• _What you should do_
Copy the listing from its first line through the line containing "positive clicks: (630, 245) (638, 284)", substituting "polygon list" for "SVG path" and leaving everything else unchanged.

Data extracted from a collection:
|---|

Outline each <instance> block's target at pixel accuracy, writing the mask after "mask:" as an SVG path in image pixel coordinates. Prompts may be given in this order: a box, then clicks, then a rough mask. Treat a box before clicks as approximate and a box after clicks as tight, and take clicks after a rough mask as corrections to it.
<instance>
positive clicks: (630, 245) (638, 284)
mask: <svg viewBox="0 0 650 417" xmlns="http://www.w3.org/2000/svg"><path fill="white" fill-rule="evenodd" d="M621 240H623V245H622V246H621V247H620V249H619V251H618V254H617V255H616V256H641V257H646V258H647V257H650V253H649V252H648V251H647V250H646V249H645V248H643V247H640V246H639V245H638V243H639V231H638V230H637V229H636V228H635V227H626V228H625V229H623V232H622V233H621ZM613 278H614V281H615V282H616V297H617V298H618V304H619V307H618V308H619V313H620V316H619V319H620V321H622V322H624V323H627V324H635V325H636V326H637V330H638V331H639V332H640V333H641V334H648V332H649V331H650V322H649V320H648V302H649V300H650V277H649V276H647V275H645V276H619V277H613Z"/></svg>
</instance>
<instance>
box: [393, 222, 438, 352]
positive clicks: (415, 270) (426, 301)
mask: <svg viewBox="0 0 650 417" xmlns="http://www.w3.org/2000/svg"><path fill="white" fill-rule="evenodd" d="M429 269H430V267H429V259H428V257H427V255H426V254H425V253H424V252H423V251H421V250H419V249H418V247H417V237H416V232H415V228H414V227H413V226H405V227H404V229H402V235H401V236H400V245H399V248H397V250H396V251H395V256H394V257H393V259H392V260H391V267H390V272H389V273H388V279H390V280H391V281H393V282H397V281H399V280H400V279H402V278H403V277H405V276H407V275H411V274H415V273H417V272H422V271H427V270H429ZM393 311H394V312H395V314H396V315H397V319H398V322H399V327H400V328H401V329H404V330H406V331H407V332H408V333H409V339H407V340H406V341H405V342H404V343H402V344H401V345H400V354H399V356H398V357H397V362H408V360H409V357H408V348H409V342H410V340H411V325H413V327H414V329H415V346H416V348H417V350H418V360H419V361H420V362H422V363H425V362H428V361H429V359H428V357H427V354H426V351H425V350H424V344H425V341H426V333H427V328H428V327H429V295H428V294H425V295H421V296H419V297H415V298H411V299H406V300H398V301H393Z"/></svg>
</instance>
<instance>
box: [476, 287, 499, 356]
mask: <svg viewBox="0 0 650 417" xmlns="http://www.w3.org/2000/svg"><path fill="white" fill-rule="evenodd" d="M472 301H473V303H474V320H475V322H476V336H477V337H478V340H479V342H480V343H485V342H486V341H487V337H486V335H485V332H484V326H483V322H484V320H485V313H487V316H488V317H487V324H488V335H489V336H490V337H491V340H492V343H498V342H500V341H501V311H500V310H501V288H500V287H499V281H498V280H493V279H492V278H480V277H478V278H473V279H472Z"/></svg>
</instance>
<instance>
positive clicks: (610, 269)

|---|

• _Result for this exercise_
Outline each <instance> block's target at pixel accuracy, writing the mask after "mask:" as an polygon list in image pixel coordinates. Prompts may be given in this order: a box, then clicks, then a rough mask. Treat a box before clicks as approximate and a box after clicks as tight, and take clicks after a rough mask as corrections to it.
<instance>
positive clicks: (630, 245) (638, 284)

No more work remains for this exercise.